[What the task requires] Write out each record below exactly, without pictures.

Region pointing data:
-*-
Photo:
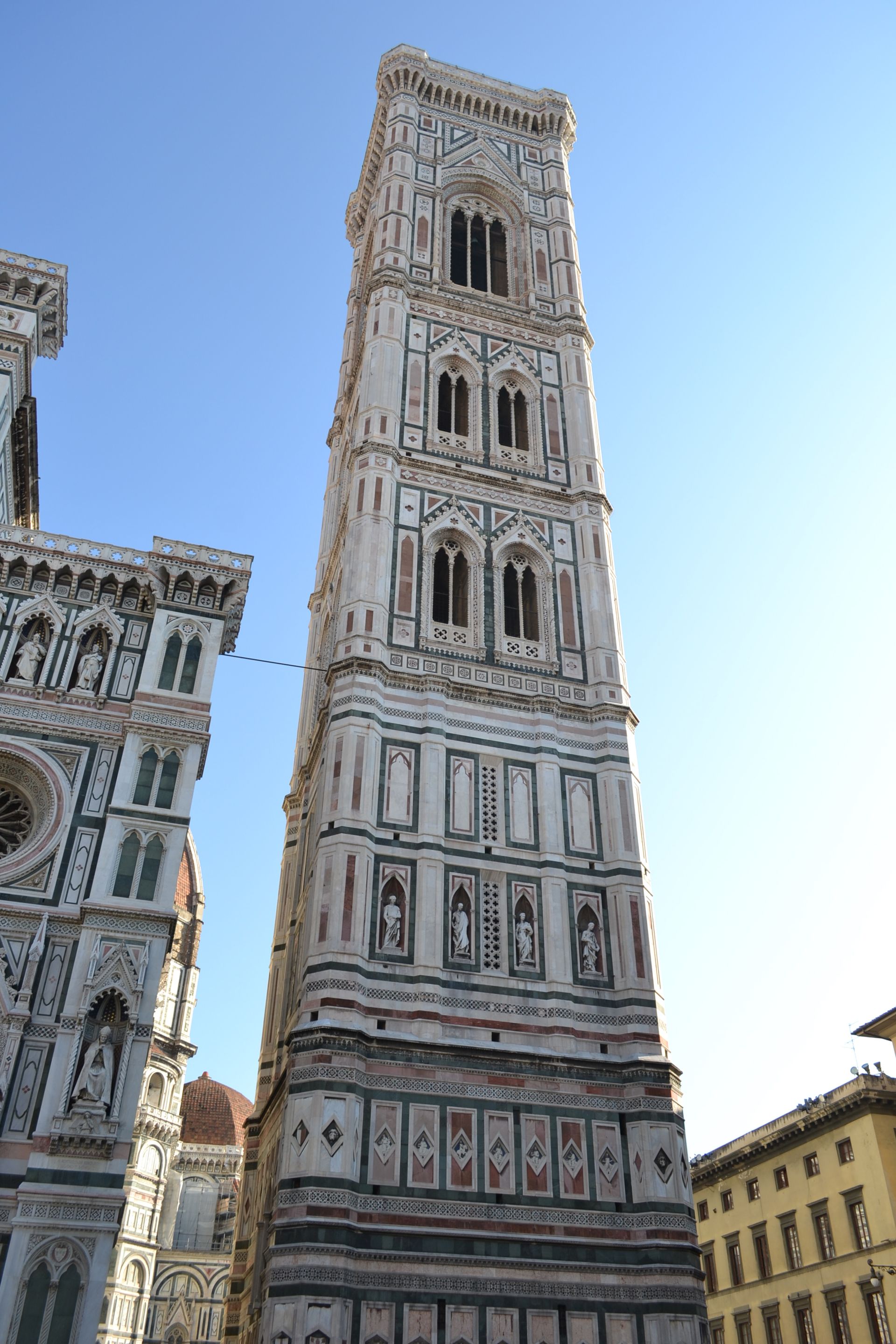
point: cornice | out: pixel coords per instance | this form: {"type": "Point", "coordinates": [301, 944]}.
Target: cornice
{"type": "Point", "coordinates": [42, 287]}
{"type": "Point", "coordinates": [415, 73]}
{"type": "Point", "coordinates": [857, 1096]}
{"type": "Point", "coordinates": [481, 694]}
-*-
[Solved exercise]
Photo:
point: cornice | out: pixel coords per instance | this form: {"type": "Point", "coordinates": [301, 944]}.
Target: cornice
{"type": "Point", "coordinates": [42, 287]}
{"type": "Point", "coordinates": [415, 73]}
{"type": "Point", "coordinates": [857, 1096]}
{"type": "Point", "coordinates": [481, 694]}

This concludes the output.